:: EXERCISE REQUIREMENTS ::
Would you retype exactly the lines from the one containing "Mark each instance of the man" through the last line of the records below, and nothing else?

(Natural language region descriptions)
....................

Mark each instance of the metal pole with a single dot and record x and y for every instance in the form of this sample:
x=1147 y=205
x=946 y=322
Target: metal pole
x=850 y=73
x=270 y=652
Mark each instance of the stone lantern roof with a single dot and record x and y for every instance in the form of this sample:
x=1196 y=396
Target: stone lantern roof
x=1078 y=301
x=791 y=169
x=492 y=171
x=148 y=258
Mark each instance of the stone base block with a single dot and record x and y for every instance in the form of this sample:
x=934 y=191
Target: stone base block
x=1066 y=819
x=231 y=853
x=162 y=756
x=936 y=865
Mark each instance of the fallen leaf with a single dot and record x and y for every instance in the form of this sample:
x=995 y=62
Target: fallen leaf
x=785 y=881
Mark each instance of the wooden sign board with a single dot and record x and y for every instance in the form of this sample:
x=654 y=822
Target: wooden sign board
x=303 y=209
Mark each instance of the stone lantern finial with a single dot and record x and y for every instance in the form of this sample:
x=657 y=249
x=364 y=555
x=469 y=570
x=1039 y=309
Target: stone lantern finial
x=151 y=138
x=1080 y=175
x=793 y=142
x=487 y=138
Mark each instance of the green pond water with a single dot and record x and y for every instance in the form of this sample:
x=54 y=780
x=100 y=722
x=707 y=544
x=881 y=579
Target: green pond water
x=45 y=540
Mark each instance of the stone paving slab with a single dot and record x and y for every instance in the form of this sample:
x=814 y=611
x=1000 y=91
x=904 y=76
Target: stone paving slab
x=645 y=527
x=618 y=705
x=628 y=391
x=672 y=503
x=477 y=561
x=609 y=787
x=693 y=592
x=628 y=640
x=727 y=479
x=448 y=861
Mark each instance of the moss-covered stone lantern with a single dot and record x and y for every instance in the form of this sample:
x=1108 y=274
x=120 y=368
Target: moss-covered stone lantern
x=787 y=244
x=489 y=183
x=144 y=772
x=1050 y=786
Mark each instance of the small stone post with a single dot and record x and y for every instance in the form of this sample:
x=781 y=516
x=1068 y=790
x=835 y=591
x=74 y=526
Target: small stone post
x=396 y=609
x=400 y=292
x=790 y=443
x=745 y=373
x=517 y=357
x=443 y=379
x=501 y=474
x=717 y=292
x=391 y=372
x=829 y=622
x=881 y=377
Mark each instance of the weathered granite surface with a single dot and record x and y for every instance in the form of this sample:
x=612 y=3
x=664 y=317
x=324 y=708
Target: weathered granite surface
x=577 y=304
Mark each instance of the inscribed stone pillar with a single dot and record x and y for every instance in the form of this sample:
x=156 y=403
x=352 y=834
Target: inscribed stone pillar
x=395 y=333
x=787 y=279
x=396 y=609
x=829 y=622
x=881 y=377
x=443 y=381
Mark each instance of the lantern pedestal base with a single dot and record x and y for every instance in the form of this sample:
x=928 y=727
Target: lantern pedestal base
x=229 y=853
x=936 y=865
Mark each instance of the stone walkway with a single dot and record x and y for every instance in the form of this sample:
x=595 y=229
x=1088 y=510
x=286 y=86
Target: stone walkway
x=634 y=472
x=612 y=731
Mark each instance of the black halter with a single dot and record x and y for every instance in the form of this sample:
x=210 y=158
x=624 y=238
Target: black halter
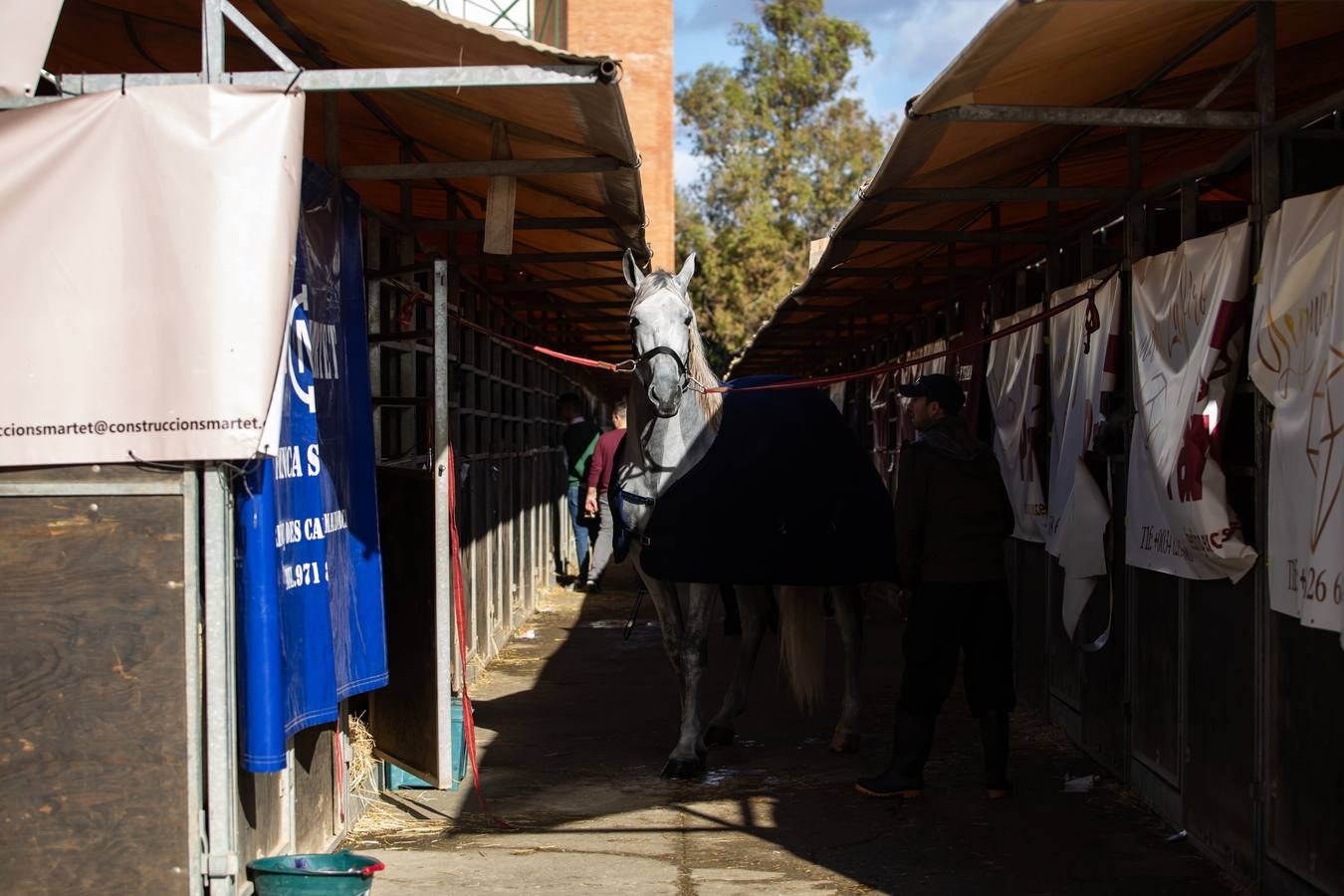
x=663 y=349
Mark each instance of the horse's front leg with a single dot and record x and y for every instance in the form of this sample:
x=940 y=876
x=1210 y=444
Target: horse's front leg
x=755 y=606
x=687 y=761
x=848 y=604
x=668 y=608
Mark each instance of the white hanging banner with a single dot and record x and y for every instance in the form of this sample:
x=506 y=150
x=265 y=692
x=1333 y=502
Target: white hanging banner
x=1190 y=308
x=1013 y=381
x=1083 y=360
x=1297 y=362
x=146 y=253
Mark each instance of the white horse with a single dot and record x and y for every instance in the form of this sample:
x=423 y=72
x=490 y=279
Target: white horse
x=672 y=423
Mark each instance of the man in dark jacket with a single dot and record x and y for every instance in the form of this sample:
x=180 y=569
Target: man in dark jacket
x=952 y=519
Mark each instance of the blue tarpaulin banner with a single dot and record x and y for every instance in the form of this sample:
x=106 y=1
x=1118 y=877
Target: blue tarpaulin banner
x=308 y=565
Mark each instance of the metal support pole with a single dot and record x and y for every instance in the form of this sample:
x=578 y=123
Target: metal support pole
x=1265 y=200
x=191 y=666
x=445 y=641
x=211 y=41
x=221 y=862
x=331 y=131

....................

:: EXERCISE ANSWER ::
Mark each instance of the man in dark jacket with a single dot and record x and y for every instance in the form of this sample:
x=180 y=569
Target: man in dark jacket
x=952 y=519
Mark each instance of the blue tarpaulin banner with a single dot and record x and y for every instance in the form of this sample:
x=106 y=1
x=1118 y=877
Target: blue tarpaulin banner
x=308 y=565
Mark each instance of the metal support pole with a single dot and record x and y for every instance in the form of this sample:
x=578 y=123
Target: metal support pole
x=1265 y=200
x=191 y=666
x=445 y=641
x=211 y=41
x=221 y=862
x=331 y=131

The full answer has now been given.